◆ TASK: Copy the entries below word for word, changing nothing.

(Region segmentation data)
---+---

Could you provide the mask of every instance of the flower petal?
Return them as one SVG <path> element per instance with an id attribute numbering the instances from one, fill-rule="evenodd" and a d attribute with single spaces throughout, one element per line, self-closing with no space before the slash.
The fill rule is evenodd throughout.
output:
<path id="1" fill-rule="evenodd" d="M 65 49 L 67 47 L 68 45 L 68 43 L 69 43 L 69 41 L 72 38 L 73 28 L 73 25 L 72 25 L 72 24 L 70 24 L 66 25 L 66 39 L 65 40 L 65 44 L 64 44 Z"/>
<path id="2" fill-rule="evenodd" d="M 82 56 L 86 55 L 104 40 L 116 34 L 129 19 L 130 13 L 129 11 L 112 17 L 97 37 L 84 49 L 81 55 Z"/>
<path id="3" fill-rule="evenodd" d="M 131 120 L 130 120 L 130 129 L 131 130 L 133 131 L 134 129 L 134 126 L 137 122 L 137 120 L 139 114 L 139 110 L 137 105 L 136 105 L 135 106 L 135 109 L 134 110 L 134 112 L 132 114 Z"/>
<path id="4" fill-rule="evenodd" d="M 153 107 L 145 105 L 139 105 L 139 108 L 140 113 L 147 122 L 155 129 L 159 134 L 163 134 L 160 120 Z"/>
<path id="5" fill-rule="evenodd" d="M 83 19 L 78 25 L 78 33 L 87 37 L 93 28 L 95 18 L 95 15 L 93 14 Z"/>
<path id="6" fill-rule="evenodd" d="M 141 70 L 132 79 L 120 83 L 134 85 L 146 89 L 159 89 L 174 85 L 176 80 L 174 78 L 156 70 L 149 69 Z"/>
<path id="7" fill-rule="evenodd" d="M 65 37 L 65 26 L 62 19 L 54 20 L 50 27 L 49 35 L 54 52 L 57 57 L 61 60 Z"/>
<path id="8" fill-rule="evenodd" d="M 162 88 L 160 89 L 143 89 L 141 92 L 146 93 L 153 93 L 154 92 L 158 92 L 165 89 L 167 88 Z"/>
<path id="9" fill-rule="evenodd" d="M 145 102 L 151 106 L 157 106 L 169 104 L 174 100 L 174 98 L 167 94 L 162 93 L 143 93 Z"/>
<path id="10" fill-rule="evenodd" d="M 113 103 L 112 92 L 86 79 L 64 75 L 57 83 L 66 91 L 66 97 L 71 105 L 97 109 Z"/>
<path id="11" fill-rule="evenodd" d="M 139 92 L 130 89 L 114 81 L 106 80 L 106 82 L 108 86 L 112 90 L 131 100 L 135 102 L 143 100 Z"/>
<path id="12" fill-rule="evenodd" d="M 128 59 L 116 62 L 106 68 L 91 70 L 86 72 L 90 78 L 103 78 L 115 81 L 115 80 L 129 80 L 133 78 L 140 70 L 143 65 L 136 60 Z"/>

---+---

◆ SOLVED PROBLEM:
Could you provide the mask of every instance of the flower petal?
Return them as one SVG <path> element per instance with an id attribute numbering the instances from one, fill-rule="evenodd" and a d attribute with single spaces throughout, one element per line, self-closing with no space before the slash.
The fill rule is evenodd throughout.
output:
<path id="1" fill-rule="evenodd" d="M 65 49 L 67 47 L 68 45 L 68 43 L 69 43 L 69 41 L 72 38 L 73 28 L 73 25 L 72 25 L 72 24 L 70 24 L 66 25 L 66 39 L 65 40 L 65 44 L 64 44 Z"/>
<path id="2" fill-rule="evenodd" d="M 82 56 L 86 55 L 104 40 L 116 34 L 129 19 L 130 13 L 129 11 L 112 17 L 97 37 L 84 49 L 81 55 Z"/>
<path id="3" fill-rule="evenodd" d="M 131 120 L 130 120 L 130 129 L 131 130 L 133 131 L 134 129 L 134 126 L 137 122 L 137 120 L 139 114 L 139 110 L 137 105 L 136 105 L 135 106 L 135 109 L 134 110 L 134 112 L 132 114 Z"/>
<path id="4" fill-rule="evenodd" d="M 153 107 L 145 105 L 139 105 L 139 108 L 140 113 L 147 122 L 155 129 L 159 134 L 163 134 L 160 120 Z"/>
<path id="5" fill-rule="evenodd" d="M 83 19 L 78 25 L 78 33 L 87 37 L 93 28 L 95 18 L 95 15 L 93 14 Z"/>
<path id="6" fill-rule="evenodd" d="M 141 70 L 132 79 L 120 83 L 134 85 L 146 89 L 159 89 L 174 85 L 176 80 L 174 78 L 156 70 L 149 69 Z"/>
<path id="7" fill-rule="evenodd" d="M 65 37 L 65 26 L 62 19 L 54 20 L 50 27 L 49 35 L 54 52 L 57 57 L 61 60 Z"/>
<path id="8" fill-rule="evenodd" d="M 162 88 L 160 89 L 143 89 L 141 92 L 146 93 L 153 93 L 154 92 L 158 92 L 165 89 L 167 88 Z"/>
<path id="9" fill-rule="evenodd" d="M 145 102 L 151 106 L 157 106 L 169 104 L 174 100 L 174 98 L 167 94 L 162 93 L 143 93 Z"/>
<path id="10" fill-rule="evenodd" d="M 113 103 L 112 92 L 86 79 L 64 75 L 57 83 L 66 91 L 66 97 L 71 105 L 97 109 Z"/>
<path id="11" fill-rule="evenodd" d="M 139 92 L 130 89 L 114 81 L 106 80 L 106 82 L 108 86 L 112 90 L 131 100 L 135 102 L 143 100 Z"/>
<path id="12" fill-rule="evenodd" d="M 128 59 L 116 62 L 106 68 L 91 70 L 86 72 L 90 78 L 103 78 L 115 81 L 115 80 L 129 80 L 133 78 L 140 70 L 143 65 L 136 60 Z"/>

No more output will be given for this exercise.